* **Work to complete**
Convert every line of the data below into a Markdown table with the columns "Index" and "Entry," numbering the rows in order and omitting blank lines. Leave the pictures out of the table.
>>>
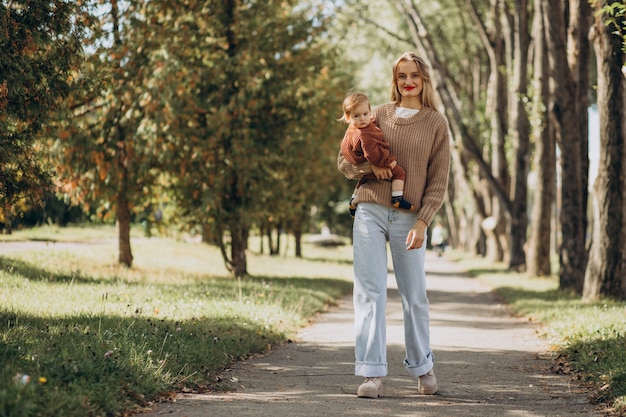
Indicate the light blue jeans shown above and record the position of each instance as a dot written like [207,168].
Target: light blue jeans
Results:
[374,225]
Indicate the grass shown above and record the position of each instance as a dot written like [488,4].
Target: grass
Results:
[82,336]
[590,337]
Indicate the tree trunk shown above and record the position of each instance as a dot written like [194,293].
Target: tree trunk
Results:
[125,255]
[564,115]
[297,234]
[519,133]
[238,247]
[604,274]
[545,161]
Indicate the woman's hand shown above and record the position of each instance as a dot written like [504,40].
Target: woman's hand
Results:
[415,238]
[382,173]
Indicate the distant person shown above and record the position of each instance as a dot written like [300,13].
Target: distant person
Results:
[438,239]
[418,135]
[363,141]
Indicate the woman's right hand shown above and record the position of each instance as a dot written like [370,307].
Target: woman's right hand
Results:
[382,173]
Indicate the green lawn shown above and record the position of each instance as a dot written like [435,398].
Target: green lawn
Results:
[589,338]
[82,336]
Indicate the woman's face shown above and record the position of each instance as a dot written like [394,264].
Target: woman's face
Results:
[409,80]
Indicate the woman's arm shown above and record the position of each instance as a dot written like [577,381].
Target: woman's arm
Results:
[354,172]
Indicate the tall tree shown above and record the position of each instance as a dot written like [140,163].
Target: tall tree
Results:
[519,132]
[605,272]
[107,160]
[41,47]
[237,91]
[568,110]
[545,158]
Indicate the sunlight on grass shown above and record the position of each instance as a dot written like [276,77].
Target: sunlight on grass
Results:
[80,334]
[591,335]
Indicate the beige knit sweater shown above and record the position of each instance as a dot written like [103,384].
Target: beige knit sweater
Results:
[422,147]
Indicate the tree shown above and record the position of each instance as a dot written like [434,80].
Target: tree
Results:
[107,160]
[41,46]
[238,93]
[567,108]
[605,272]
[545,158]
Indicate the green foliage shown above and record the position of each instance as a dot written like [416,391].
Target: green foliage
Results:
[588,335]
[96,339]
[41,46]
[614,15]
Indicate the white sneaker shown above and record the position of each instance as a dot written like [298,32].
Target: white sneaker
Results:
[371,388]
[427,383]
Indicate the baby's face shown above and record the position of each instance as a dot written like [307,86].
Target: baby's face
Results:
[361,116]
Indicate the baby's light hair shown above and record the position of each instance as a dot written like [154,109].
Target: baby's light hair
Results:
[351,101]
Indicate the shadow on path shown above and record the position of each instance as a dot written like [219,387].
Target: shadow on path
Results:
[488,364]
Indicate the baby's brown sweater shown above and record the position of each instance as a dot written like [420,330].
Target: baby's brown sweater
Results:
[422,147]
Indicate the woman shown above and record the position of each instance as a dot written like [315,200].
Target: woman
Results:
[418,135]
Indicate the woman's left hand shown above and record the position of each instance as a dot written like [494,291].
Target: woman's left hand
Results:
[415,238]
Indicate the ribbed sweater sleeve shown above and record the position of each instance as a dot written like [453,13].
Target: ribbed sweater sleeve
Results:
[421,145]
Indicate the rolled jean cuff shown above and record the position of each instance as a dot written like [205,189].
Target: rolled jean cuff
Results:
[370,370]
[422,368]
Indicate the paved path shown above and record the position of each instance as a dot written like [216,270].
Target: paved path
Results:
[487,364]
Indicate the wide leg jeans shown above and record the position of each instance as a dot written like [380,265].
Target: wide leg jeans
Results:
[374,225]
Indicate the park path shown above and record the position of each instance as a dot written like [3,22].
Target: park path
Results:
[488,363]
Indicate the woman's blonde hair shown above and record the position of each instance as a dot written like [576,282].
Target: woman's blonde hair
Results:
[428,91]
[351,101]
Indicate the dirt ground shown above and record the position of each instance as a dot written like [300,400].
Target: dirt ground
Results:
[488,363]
<<<
* **Output below**
| Index | Entry |
|---|---|
| 1 | Indicate the light blue jeans shown above and record the position of each instance as a dot written like [207,168]. |
| 2 | Target: light blue jeans |
| 3 | Results: |
| 4 | [374,225] |
| 5 | Indicate the grass shown above and record the position of each instance as a dot written like [488,4]. |
| 6 | Target: grass |
| 7 | Results: |
| 8 | [82,336] |
| 9 | [590,337] |
| 10 | Indicate the tree trunk shown above and record the position of each instance as a dot written like [194,293]. |
| 11 | Target: tree trunk |
| 12 | Results: |
| 13 | [125,255] |
| 14 | [564,115] |
| 15 | [297,234] |
| 16 | [519,133] |
| 17 | [238,247] |
| 18 | [604,274] |
| 19 | [545,161] |
| 20 | Indicate the woman's hand shown above and record the position of each instance as a dot written like [504,40]. |
| 21 | Target: woman's hand |
| 22 | Results: |
| 23 | [415,238] |
| 24 | [382,173] |
| 25 | Indicate the distant person shown above and record the position of each instance as a dot written like [300,13]. |
| 26 | Target: distant person |
| 27 | Results: |
| 28 | [438,239] |
| 29 | [418,135] |
| 30 | [363,141] |
| 31 | Indicate the woman's right hand shown above and record the position of each instance as a dot written like [370,307]. |
| 32 | Target: woman's right hand |
| 33 | Results: |
| 34 | [382,173] |
| 35 | Indicate the green lawn shown above and record the position of each instance as a dot written like [435,398]. |
| 36 | Target: green lawn |
| 37 | Results: |
| 38 | [589,338] |
| 39 | [82,336] |
| 40 | Indicate the woman's face shown above and record the position of each instance as a dot written like [394,264]. |
| 41 | Target: woman's face |
| 42 | Results: |
| 43 | [409,80] |
| 44 | Indicate the woman's arm shown above and record the position of each instance as a dot written like [577,381]. |
| 45 | Target: woman's arm |
| 46 | Results: |
| 47 | [354,172] |
| 48 | Indicate the tall tree shown above and record the position of each instance as a dot written like [140,163]. |
| 49 | Target: tall tree |
| 50 | Results: |
| 51 | [519,132] |
| 52 | [605,272] |
| 53 | [107,160] |
| 54 | [41,47] |
| 55 | [237,91] |
| 56 | [568,110] |
| 57 | [545,158] |
| 58 | Indicate the sunlight on grass shown above and record the position of each instance as a dot written like [276,77]. |
| 59 | Target: sunlight on grass |
| 60 | Results: |
| 61 | [80,334] |
| 62 | [591,335] |
| 63 | Indicate the beige knit sweater shown above and record the position of each instance as a dot written like [103,384]. |
| 64 | Target: beige knit sweater |
| 65 | Results: |
| 66 | [422,147] |
| 67 | Indicate the tree shown above and record the position of each instance as a dot written like [434,80]. |
| 68 | Target: tree |
| 69 | Results: |
| 70 | [107,160] |
| 71 | [41,46] |
| 72 | [238,93] |
| 73 | [567,108] |
| 74 | [605,272] |
| 75 | [545,158] |
| 76 | Indicate the green foliage shown above and record the position of each instance as a dot written like [416,391]. |
| 77 | Target: green foliage |
| 78 | Results: |
| 79 | [588,335] |
| 80 | [96,339] |
| 81 | [41,46] |
| 82 | [614,15] |
| 83 | Indicate the white sneaker shown above and record the position of each instance as a dot written like [298,32]. |
| 84 | Target: white sneaker |
| 85 | Results: |
| 86 | [371,388] |
| 87 | [427,383] |
| 88 | Indicate the baby's face shown above and record the position of each instance as a dot written like [307,86]. |
| 89 | Target: baby's face |
| 90 | Results: |
| 91 | [361,116] |
| 92 | Indicate the baby's light hair shown above and record the position of each instance as a dot written like [154,109]. |
| 93 | Target: baby's light hair |
| 94 | Results: |
| 95 | [351,101] |
| 96 | Indicate the shadow on path shown above and record the position of each instance as a dot written like [219,387]. |
| 97 | Target: shadow on path |
| 98 | Results: |
| 99 | [488,364] |
| 100 | Indicate the baby's brown sweater shown above and record the position of each instance as a dot written like [420,330]. |
| 101 | Target: baby's brown sweater |
| 102 | Results: |
| 103 | [422,147] |
| 104 | Indicate the woman shown above and record the position of each instance as a dot written like [315,200]. |
| 105 | Target: woman |
| 106 | Results: |
| 107 | [418,135] |
| 108 | Indicate the woman's left hand shown above and record the position of each instance as a dot written like [494,291]. |
| 109 | Target: woman's left hand |
| 110 | Results: |
| 111 | [415,238] |
| 112 | Indicate the ribbed sweater sleeve shown above and record the position of each instance as a dot written like [453,13]. |
| 113 | Target: ribbed sweater sleeve |
| 114 | Results: |
| 115 | [421,145] |
| 116 | Indicate the rolled jean cuff shown above and record the position of each instance as a dot written like [205,189]. |
| 117 | Target: rolled jean cuff |
| 118 | Results: |
| 119 | [370,370] |
| 120 | [422,368] |
| 121 | Indicate the paved path shown above and record the position of each instance as a dot written like [216,270]. |
| 122 | Target: paved path |
| 123 | Results: |
| 124 | [487,364] |
| 125 | Indicate the wide leg jeans shown above and record the position of each instance as a dot written like [380,265]. |
| 126 | Target: wide leg jeans |
| 127 | Results: |
| 128 | [374,225] |
| 129 | Indicate the park path shown above and record the position of each instance as a dot written like [3,22]. |
| 130 | Target: park path |
| 131 | Results: |
| 132 | [488,363] |
| 133 | Indicate the woman's blonde hair shown above and record the position of each instance as a dot written like [576,282]. |
| 134 | Target: woman's blonde hair |
| 135 | Results: |
| 136 | [428,91] |
| 137 | [351,101] |
| 138 | Indicate the dirt ground shown above and record the position of each instance as a dot written like [300,400]. |
| 139 | Target: dirt ground |
| 140 | Results: |
| 141 | [488,363] |